Count the lines in the material below that contain the word "tree", and reply with only that number.

══ SUPPLIED DATA ══

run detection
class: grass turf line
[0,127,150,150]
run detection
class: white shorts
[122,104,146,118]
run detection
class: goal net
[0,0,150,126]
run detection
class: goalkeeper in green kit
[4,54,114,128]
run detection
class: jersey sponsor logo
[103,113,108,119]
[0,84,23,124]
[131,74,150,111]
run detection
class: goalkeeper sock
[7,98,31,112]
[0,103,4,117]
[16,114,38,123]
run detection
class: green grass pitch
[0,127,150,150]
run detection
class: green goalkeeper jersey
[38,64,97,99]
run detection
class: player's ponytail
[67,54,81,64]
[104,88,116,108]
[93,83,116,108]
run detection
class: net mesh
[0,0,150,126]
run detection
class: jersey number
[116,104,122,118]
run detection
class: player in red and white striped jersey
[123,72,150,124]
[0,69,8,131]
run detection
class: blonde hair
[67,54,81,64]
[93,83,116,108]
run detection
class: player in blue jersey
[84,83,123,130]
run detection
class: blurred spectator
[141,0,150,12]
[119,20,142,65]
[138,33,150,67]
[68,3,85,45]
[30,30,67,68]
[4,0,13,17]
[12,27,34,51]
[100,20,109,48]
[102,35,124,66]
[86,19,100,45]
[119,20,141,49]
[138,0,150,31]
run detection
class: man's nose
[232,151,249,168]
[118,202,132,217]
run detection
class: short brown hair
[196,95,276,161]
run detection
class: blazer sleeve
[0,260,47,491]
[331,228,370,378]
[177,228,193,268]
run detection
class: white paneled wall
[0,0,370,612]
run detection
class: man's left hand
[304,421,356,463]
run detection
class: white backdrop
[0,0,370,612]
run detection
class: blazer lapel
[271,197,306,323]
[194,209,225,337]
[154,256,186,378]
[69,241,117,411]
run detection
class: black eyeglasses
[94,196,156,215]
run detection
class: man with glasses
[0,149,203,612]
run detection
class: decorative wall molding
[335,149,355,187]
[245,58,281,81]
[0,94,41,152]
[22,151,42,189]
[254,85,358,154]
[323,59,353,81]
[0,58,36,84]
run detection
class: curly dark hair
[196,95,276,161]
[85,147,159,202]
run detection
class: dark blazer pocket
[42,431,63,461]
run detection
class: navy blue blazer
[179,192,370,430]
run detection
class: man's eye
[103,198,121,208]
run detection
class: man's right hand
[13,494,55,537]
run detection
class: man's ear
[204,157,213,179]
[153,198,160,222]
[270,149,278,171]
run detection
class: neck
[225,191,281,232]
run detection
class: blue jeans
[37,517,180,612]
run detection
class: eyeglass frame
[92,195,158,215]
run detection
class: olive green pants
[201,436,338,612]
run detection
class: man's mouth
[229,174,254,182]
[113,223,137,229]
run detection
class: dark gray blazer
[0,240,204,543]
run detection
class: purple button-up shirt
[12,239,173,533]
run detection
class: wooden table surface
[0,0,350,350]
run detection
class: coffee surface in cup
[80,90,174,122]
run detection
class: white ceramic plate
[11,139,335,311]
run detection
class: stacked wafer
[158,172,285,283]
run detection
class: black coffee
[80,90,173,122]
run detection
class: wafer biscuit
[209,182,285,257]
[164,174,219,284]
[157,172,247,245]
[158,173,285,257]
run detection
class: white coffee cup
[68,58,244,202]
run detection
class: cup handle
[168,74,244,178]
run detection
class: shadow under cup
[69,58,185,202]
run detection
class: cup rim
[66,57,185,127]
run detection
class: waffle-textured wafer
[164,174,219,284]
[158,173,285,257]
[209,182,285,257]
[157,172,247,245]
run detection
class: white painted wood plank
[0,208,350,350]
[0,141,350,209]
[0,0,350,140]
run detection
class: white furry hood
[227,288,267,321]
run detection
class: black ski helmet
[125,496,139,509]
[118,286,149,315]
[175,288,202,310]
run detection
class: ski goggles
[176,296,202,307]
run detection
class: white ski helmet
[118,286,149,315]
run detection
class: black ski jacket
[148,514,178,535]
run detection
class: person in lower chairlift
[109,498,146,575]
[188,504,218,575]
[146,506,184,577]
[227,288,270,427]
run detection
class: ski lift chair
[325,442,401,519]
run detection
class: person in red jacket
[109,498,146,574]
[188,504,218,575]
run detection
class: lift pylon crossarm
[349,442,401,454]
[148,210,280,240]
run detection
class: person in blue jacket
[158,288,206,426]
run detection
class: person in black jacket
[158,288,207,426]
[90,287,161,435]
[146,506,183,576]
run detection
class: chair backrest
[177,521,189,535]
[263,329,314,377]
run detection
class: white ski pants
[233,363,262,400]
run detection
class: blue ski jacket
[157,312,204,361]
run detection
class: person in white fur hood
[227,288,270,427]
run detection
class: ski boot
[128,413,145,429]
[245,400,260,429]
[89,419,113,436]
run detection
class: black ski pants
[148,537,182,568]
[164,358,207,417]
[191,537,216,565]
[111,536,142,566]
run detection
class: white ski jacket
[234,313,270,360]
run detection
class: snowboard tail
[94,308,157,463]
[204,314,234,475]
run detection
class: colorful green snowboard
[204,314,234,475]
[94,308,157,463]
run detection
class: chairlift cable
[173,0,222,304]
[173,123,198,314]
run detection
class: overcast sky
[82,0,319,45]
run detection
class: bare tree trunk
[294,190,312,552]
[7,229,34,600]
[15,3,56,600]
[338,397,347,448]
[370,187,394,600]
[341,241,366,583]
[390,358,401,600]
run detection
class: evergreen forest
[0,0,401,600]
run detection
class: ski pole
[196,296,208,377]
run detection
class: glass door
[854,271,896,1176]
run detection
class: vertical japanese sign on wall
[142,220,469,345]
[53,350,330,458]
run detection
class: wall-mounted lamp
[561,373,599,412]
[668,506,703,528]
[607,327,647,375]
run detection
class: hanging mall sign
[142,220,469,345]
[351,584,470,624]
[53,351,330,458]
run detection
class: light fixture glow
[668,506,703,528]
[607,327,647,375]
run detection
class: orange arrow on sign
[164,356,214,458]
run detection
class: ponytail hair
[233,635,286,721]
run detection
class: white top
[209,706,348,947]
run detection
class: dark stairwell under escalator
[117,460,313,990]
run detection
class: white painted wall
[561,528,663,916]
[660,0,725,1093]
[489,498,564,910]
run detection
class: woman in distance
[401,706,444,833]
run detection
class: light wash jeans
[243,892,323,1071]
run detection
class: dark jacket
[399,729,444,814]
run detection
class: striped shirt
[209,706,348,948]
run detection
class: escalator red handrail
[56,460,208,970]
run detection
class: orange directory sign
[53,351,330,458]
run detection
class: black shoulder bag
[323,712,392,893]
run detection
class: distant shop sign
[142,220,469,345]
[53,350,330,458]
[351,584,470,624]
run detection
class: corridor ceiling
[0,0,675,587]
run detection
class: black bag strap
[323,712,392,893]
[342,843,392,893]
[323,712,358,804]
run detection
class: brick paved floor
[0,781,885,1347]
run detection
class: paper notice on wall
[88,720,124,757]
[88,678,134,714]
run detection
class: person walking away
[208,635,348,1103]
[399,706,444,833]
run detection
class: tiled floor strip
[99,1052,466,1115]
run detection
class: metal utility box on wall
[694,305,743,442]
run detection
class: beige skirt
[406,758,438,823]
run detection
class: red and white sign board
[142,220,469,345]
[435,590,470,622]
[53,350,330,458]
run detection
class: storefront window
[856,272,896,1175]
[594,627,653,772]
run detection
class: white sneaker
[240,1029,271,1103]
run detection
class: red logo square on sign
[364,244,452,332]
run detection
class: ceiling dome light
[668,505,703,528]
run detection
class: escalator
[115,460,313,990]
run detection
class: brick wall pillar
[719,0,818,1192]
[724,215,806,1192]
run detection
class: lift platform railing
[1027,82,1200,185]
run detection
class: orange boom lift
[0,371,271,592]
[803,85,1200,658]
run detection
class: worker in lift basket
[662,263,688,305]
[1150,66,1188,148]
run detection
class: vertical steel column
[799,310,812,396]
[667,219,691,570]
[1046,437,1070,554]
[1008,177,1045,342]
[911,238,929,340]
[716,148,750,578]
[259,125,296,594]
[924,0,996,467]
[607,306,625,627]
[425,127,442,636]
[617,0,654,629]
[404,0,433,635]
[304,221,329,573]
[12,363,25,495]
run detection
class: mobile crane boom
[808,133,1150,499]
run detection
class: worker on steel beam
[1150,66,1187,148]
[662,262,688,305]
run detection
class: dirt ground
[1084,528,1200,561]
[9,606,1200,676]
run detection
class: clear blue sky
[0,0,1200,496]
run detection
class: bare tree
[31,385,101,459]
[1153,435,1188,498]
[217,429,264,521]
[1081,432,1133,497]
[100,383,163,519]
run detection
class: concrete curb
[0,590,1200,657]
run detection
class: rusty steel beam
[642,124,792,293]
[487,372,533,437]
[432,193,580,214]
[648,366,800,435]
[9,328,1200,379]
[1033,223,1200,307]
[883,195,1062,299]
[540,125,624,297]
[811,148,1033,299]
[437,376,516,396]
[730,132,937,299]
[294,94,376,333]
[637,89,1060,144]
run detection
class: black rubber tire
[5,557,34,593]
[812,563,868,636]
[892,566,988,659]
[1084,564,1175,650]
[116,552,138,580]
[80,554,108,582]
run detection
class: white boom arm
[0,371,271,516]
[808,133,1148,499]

═══

- **EXERCISE SOLUTION**:
2